The task: Please return exactly the line that contains "Target: door knob" and every line after it, through the last line of the records below, with no pictures.

Data for processing:
----

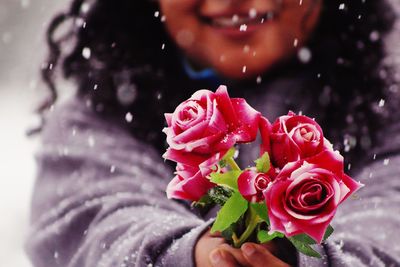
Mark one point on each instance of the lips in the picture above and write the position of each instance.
(237, 21)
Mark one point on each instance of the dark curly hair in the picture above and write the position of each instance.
(134, 64)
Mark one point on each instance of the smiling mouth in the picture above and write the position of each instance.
(237, 21)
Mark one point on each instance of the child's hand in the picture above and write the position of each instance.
(213, 251)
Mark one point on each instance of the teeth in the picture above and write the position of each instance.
(238, 21)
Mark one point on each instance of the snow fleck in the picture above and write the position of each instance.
(304, 55)
(235, 18)
(91, 141)
(79, 22)
(126, 93)
(236, 154)
(112, 169)
(252, 13)
(85, 7)
(86, 52)
(386, 162)
(129, 117)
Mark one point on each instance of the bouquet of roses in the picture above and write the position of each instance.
(293, 189)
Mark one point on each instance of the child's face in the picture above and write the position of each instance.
(240, 38)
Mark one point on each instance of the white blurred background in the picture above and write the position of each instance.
(22, 48)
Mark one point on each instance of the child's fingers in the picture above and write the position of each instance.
(222, 258)
(258, 256)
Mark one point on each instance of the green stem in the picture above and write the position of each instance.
(253, 221)
(233, 164)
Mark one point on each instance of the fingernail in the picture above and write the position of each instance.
(215, 256)
(248, 249)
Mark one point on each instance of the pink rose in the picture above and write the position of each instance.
(188, 184)
(305, 195)
(251, 185)
(210, 122)
(294, 137)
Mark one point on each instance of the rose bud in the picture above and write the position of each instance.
(305, 195)
(294, 137)
(251, 185)
(188, 184)
(211, 122)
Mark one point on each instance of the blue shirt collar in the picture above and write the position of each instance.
(207, 74)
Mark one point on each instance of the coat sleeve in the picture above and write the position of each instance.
(367, 226)
(99, 199)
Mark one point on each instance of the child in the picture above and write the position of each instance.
(100, 197)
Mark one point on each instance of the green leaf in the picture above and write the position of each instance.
(205, 201)
(328, 232)
(304, 248)
(304, 239)
(220, 194)
(263, 236)
(228, 232)
(263, 164)
(227, 179)
(234, 207)
(261, 210)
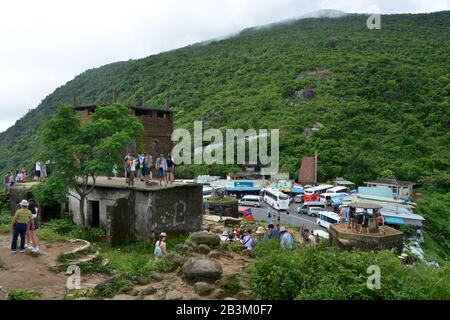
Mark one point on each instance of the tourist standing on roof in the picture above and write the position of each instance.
(161, 167)
(22, 219)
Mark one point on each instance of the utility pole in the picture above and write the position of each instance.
(315, 166)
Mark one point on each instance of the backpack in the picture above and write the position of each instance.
(158, 251)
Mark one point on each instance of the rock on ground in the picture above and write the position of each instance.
(173, 295)
(203, 249)
(204, 237)
(202, 268)
(203, 288)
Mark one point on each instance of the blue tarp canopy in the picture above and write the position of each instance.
(393, 220)
(240, 189)
(297, 190)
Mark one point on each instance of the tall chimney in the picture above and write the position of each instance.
(114, 91)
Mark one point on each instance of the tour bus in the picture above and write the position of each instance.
(313, 193)
(276, 199)
(251, 201)
(330, 197)
(207, 192)
(327, 218)
(338, 189)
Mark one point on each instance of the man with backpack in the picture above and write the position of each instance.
(160, 246)
(287, 241)
(247, 241)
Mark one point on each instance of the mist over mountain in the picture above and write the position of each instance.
(368, 100)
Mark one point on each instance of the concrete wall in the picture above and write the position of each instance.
(143, 213)
(373, 241)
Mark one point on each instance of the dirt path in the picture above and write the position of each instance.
(21, 270)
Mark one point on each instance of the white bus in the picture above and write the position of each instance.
(313, 193)
(338, 189)
(276, 199)
(251, 201)
(327, 218)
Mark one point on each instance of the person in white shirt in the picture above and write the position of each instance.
(133, 163)
(37, 172)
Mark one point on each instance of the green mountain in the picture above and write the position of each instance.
(378, 99)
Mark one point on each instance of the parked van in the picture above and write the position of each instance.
(251, 201)
(305, 207)
(326, 218)
(276, 199)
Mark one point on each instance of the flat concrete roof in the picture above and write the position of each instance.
(120, 183)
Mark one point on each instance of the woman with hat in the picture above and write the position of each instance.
(287, 242)
(32, 230)
(160, 246)
(261, 233)
(21, 221)
(224, 236)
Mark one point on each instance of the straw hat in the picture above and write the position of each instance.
(260, 230)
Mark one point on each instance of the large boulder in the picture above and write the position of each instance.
(174, 261)
(203, 288)
(203, 249)
(204, 237)
(202, 269)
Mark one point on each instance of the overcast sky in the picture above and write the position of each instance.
(45, 43)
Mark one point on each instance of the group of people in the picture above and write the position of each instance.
(307, 236)
(25, 224)
(41, 171)
(141, 167)
(357, 221)
(249, 239)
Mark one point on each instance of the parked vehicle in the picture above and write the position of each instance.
(251, 201)
(327, 218)
(304, 208)
(298, 198)
(246, 213)
(313, 193)
(314, 211)
(330, 197)
(207, 192)
(276, 199)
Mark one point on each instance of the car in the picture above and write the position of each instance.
(309, 204)
(298, 198)
(251, 201)
(314, 211)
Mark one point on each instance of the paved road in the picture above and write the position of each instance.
(293, 218)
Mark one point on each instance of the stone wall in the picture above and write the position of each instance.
(143, 213)
(393, 239)
(21, 191)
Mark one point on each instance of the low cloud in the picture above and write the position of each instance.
(46, 43)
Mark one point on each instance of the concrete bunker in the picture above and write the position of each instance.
(142, 212)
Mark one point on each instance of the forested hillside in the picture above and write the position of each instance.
(380, 98)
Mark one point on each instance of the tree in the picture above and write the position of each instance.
(80, 152)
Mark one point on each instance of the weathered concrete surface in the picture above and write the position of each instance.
(21, 191)
(344, 238)
(142, 212)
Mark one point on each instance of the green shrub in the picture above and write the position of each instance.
(329, 273)
(5, 217)
(408, 231)
(22, 294)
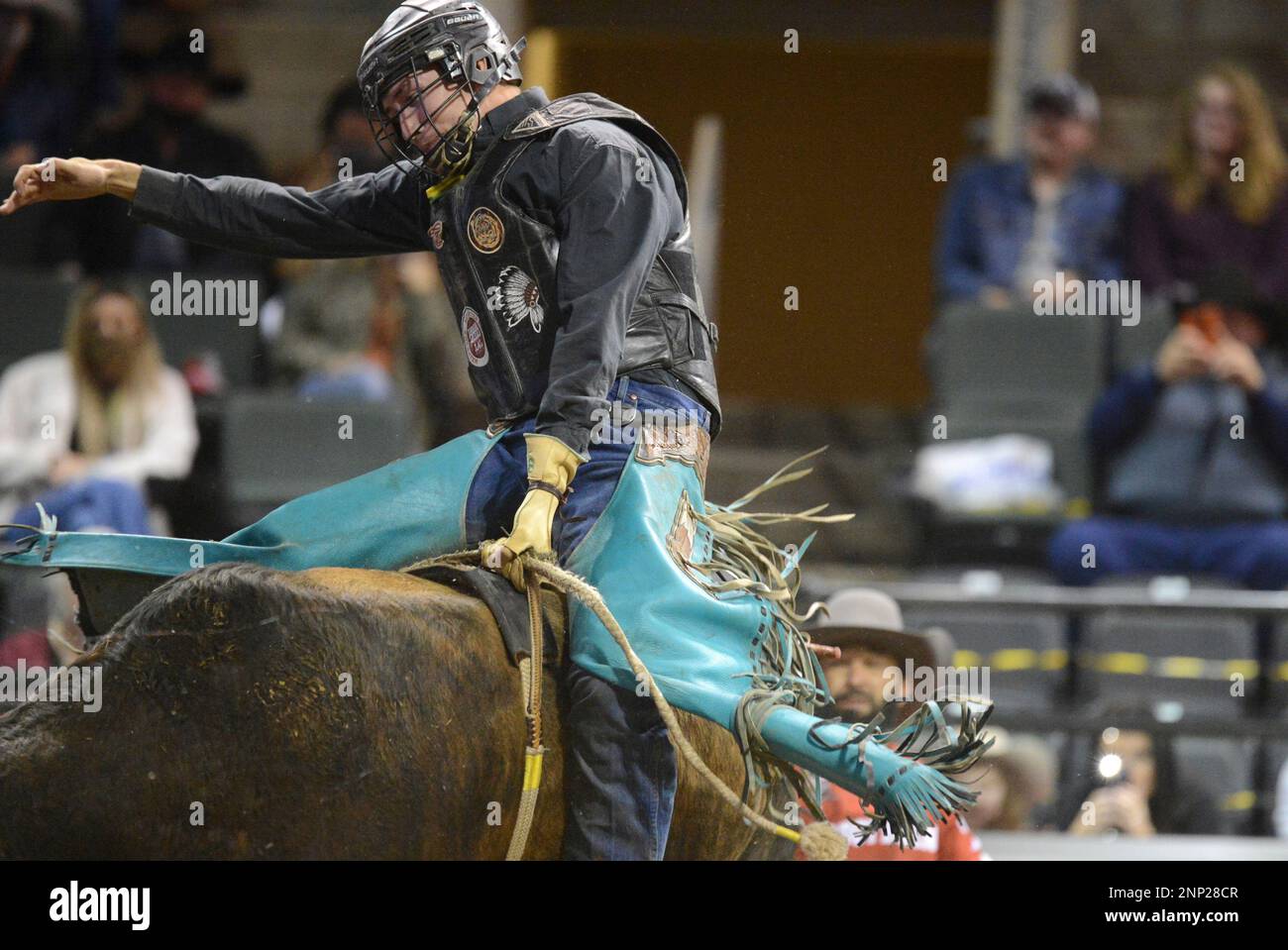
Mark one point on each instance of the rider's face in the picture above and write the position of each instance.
(413, 99)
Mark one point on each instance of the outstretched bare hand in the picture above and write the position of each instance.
(68, 179)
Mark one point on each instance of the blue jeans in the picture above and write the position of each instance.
(1250, 554)
(618, 764)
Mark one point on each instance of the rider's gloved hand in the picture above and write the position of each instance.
(552, 467)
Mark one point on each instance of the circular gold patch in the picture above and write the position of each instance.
(485, 231)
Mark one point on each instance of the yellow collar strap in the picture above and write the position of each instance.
(433, 193)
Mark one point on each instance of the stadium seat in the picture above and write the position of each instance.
(34, 308)
(275, 447)
(1223, 768)
(1010, 370)
(1137, 344)
(1170, 657)
(1276, 674)
(1025, 652)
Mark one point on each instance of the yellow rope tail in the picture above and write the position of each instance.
(823, 843)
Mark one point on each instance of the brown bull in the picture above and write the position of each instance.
(331, 713)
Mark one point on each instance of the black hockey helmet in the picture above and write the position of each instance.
(460, 42)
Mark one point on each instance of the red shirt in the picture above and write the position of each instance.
(948, 841)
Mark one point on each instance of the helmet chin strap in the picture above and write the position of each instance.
(449, 159)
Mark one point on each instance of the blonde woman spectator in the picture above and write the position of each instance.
(84, 428)
(1220, 202)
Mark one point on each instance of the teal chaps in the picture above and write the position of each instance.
(703, 646)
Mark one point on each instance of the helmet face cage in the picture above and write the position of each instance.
(387, 125)
(430, 55)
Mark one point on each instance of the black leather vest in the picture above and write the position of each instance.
(498, 269)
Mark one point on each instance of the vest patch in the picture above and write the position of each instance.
(472, 332)
(516, 297)
(485, 231)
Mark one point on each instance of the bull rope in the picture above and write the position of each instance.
(818, 841)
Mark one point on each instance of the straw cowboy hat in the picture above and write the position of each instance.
(867, 618)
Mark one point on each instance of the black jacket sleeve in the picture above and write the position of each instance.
(372, 214)
(616, 207)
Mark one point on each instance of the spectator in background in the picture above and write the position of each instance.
(1132, 787)
(82, 429)
(168, 132)
(374, 327)
(348, 146)
(1012, 223)
(1199, 214)
(1193, 448)
(43, 62)
(1014, 781)
(866, 648)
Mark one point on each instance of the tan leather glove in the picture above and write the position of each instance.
(552, 467)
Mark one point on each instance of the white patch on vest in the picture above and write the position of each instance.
(485, 231)
(472, 331)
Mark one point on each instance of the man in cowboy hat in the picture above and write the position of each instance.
(867, 653)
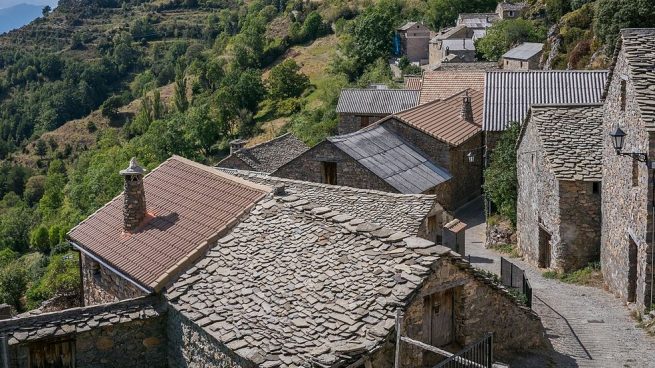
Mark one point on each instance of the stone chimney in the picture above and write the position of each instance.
(134, 204)
(467, 109)
(237, 144)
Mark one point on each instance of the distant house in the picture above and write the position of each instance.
(414, 39)
(507, 10)
(439, 85)
(525, 56)
(452, 45)
(359, 108)
(559, 171)
(264, 157)
(509, 95)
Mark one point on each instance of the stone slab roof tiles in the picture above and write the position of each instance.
(439, 85)
(297, 285)
(271, 155)
(509, 94)
(524, 51)
(403, 212)
(188, 205)
(442, 119)
(394, 160)
(639, 47)
(572, 139)
(376, 101)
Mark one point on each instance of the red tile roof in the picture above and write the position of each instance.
(442, 118)
(189, 205)
(438, 85)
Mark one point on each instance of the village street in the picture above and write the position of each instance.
(587, 326)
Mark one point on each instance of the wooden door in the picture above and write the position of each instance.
(441, 320)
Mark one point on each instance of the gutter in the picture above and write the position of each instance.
(112, 269)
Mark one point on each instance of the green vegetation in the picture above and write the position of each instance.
(500, 184)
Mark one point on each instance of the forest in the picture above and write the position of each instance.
(149, 79)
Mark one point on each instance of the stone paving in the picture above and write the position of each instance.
(587, 326)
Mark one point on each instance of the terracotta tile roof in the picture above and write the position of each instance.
(403, 212)
(442, 118)
(270, 155)
(188, 203)
(297, 285)
(438, 85)
(571, 138)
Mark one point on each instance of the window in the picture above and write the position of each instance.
(635, 173)
(622, 97)
(329, 172)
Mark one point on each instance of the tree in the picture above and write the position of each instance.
(286, 80)
(505, 34)
(500, 177)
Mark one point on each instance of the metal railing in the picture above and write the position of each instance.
(478, 355)
(514, 277)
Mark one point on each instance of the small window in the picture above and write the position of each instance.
(595, 187)
(329, 172)
(623, 92)
(635, 173)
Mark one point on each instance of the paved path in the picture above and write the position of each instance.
(587, 326)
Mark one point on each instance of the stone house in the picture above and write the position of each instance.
(525, 56)
(141, 240)
(447, 131)
(559, 171)
(452, 45)
(442, 84)
(370, 158)
(414, 38)
(265, 157)
(286, 283)
(509, 95)
(627, 231)
(359, 108)
(507, 10)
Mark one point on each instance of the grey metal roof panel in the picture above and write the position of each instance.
(509, 94)
(524, 51)
(392, 159)
(376, 101)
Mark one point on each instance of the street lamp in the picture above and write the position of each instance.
(618, 139)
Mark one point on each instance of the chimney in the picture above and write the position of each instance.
(236, 145)
(467, 109)
(134, 204)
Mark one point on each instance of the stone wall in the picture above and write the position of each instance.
(129, 334)
(349, 172)
(625, 211)
(189, 346)
(101, 285)
(479, 305)
(349, 123)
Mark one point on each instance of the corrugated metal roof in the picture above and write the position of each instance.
(509, 94)
(392, 159)
(376, 101)
(524, 51)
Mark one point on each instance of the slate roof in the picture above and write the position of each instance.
(509, 94)
(376, 101)
(438, 85)
(442, 119)
(571, 138)
(297, 285)
(403, 212)
(392, 159)
(188, 205)
(270, 155)
(524, 51)
(638, 44)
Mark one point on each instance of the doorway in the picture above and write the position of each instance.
(632, 271)
(545, 250)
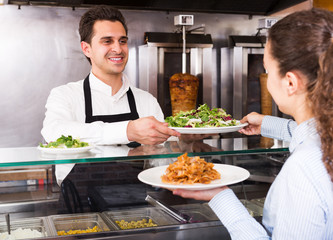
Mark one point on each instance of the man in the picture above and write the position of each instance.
(104, 108)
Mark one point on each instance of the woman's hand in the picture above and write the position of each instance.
(205, 195)
(254, 128)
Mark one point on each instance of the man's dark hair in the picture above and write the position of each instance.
(101, 12)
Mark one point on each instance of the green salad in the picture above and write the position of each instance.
(65, 142)
(202, 117)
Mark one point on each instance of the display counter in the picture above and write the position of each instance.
(96, 194)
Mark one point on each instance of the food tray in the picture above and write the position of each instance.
(253, 209)
(37, 223)
(198, 212)
(157, 216)
(82, 221)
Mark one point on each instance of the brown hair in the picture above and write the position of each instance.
(101, 12)
(302, 41)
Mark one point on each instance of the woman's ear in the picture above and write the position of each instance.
(85, 48)
(294, 83)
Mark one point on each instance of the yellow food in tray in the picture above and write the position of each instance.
(135, 224)
(79, 231)
(190, 170)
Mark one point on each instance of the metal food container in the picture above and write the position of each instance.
(254, 209)
(67, 222)
(157, 216)
(198, 212)
(39, 224)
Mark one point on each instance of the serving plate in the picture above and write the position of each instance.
(230, 174)
(65, 150)
(209, 130)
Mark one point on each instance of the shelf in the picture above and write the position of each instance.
(31, 156)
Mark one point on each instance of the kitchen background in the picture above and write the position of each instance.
(40, 49)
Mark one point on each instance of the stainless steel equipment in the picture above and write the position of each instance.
(160, 58)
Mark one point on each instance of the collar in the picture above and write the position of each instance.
(100, 86)
(302, 132)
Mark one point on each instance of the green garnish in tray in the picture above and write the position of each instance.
(65, 142)
(202, 117)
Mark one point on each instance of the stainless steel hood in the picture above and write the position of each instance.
(256, 7)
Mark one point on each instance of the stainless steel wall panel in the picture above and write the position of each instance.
(40, 49)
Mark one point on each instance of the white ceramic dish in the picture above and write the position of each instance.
(230, 174)
(65, 150)
(212, 130)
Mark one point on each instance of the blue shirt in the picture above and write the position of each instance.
(299, 204)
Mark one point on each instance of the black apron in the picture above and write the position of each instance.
(133, 115)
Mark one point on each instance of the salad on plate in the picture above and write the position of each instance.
(202, 117)
(65, 142)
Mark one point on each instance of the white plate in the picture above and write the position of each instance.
(229, 175)
(210, 130)
(65, 150)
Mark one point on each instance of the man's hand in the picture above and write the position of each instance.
(254, 128)
(149, 131)
(205, 195)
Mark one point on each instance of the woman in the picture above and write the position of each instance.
(298, 58)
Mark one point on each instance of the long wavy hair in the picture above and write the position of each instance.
(303, 41)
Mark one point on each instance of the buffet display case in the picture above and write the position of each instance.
(96, 194)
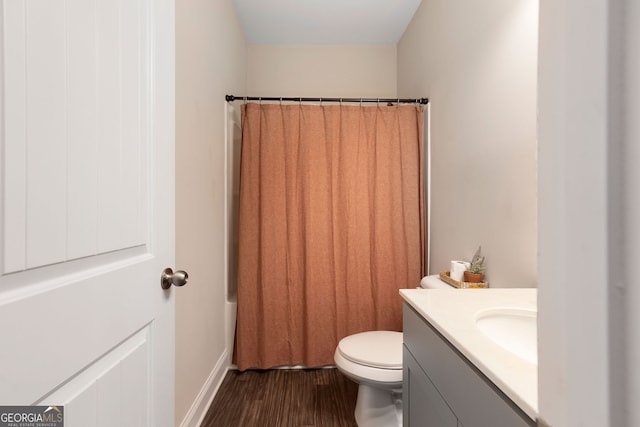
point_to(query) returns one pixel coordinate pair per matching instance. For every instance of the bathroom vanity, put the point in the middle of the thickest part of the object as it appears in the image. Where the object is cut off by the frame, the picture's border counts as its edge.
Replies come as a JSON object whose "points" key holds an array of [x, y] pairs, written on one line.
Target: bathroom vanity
{"points": [[456, 374]]}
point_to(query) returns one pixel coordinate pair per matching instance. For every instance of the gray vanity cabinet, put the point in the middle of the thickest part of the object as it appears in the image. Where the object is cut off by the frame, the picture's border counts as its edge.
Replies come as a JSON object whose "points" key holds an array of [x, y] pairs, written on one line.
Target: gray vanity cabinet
{"points": [[443, 389]]}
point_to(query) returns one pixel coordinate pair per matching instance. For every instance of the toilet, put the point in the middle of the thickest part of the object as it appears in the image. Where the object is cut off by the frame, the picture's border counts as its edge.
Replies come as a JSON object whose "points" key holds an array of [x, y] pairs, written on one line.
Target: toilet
{"points": [[373, 359]]}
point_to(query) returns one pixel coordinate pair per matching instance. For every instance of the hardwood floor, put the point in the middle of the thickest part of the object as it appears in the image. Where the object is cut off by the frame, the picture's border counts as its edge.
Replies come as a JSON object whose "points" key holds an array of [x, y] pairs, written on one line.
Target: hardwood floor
{"points": [[284, 398]]}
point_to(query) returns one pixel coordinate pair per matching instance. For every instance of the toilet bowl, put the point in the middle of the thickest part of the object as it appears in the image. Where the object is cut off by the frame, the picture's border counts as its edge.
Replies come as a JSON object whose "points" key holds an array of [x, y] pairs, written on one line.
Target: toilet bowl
{"points": [[374, 360]]}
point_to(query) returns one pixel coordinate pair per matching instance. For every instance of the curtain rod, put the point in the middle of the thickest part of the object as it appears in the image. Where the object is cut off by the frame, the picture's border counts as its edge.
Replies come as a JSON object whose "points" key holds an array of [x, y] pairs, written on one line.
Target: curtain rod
{"points": [[231, 98]]}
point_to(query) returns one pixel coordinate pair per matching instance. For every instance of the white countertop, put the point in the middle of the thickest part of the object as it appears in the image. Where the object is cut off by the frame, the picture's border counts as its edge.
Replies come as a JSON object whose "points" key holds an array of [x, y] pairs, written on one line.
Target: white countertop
{"points": [[453, 312]]}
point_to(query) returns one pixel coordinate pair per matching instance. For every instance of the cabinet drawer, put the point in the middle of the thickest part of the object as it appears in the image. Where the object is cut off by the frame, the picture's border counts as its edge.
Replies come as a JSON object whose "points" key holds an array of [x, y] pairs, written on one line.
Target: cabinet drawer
{"points": [[422, 404], [475, 400]]}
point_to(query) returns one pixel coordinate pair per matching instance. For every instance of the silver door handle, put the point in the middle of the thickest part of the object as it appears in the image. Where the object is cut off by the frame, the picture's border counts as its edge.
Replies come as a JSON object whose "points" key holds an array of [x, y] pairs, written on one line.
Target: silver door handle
{"points": [[168, 278]]}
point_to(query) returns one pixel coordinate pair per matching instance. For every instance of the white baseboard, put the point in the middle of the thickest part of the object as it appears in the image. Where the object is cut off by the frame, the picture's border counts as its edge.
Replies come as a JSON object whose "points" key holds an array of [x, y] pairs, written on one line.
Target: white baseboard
{"points": [[198, 410]]}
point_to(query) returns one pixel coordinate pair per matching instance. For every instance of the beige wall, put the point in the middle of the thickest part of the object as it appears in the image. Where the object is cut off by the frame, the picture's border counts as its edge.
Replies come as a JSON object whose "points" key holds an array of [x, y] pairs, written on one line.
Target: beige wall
{"points": [[329, 71], [211, 61], [476, 61]]}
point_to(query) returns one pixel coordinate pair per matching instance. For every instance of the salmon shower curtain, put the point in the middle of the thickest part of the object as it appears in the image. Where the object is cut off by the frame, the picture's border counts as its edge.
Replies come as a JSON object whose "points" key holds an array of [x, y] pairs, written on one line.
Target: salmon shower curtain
{"points": [[331, 227]]}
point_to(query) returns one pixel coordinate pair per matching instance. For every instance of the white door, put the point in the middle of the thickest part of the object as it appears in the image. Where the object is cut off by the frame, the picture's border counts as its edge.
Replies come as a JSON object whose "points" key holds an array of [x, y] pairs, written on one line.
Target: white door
{"points": [[87, 209]]}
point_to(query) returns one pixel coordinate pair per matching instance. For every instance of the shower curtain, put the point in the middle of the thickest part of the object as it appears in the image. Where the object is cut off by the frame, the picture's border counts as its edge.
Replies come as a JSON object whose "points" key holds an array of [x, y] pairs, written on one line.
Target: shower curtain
{"points": [[332, 225]]}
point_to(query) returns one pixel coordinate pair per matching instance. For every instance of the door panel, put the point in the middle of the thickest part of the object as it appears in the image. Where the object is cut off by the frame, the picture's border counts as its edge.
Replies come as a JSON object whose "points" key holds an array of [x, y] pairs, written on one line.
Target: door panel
{"points": [[87, 208]]}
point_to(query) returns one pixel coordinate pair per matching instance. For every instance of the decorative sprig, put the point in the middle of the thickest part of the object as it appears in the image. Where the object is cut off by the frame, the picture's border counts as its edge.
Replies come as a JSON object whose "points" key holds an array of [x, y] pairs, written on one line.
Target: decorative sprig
{"points": [[477, 262]]}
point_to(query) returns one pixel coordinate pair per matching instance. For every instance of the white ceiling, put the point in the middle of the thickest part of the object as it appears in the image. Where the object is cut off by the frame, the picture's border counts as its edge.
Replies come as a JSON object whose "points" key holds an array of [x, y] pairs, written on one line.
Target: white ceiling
{"points": [[325, 21]]}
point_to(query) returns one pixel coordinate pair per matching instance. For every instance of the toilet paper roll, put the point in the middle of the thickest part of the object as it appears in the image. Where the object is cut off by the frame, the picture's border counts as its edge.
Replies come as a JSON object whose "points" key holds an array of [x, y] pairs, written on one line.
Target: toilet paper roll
{"points": [[458, 268]]}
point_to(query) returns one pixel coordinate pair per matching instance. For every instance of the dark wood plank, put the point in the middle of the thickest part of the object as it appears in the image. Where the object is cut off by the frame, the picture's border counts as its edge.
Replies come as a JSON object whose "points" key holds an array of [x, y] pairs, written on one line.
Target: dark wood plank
{"points": [[284, 398]]}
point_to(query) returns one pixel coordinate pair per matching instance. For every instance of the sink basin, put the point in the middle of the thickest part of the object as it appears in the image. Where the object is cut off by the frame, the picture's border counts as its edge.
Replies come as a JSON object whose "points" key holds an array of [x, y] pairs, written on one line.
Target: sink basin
{"points": [[513, 329]]}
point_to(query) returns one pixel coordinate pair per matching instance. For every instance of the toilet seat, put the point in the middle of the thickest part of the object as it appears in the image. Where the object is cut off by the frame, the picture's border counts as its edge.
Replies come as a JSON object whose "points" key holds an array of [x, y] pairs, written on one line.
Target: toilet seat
{"points": [[373, 357], [377, 349]]}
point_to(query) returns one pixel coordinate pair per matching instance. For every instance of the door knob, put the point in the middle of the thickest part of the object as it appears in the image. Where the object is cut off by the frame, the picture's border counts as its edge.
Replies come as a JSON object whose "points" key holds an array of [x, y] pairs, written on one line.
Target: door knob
{"points": [[168, 278]]}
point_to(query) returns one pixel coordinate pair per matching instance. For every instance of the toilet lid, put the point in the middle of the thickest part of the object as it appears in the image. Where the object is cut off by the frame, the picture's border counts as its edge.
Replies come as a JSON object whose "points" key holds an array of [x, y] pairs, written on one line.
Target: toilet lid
{"points": [[379, 349]]}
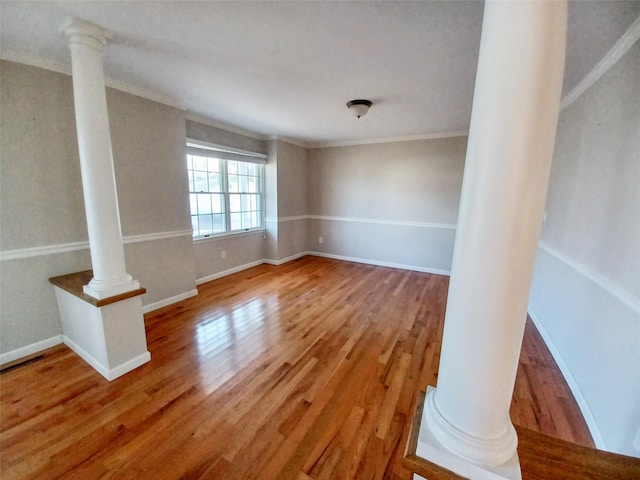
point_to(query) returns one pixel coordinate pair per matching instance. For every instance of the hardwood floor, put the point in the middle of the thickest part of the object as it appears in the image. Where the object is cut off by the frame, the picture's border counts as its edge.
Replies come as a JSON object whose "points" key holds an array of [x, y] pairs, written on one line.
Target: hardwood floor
{"points": [[309, 370]]}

----

Your solution:
Target: door knob
{"points": [[168, 278]]}
point_to(query) returns one pixel coordinate pair per matching instance. For every instance of the toilet lid, put the point in the middle of the thickest part of the object as it appears in the image. Where the object is cut off by the frame, the picture's border counts as its edge.
Replies come as a JSON object whose "points" key holds an array of [x, y] pairs, written on one line.
Target: toilet lid
{"points": [[379, 349]]}
point_to(query) returns one pixel coordinate pair per matching instance. For every instance of the hardwood floor, put the point in the middle of the thickest part of the object as it appears in the image. Where the object is cut off by the frame, the picture's border counts as its edge.
Replies come as a JSON object whose "points" key holds an array of [x, y] pairs, written on one line.
Target: hardwood floor
{"points": [[309, 370]]}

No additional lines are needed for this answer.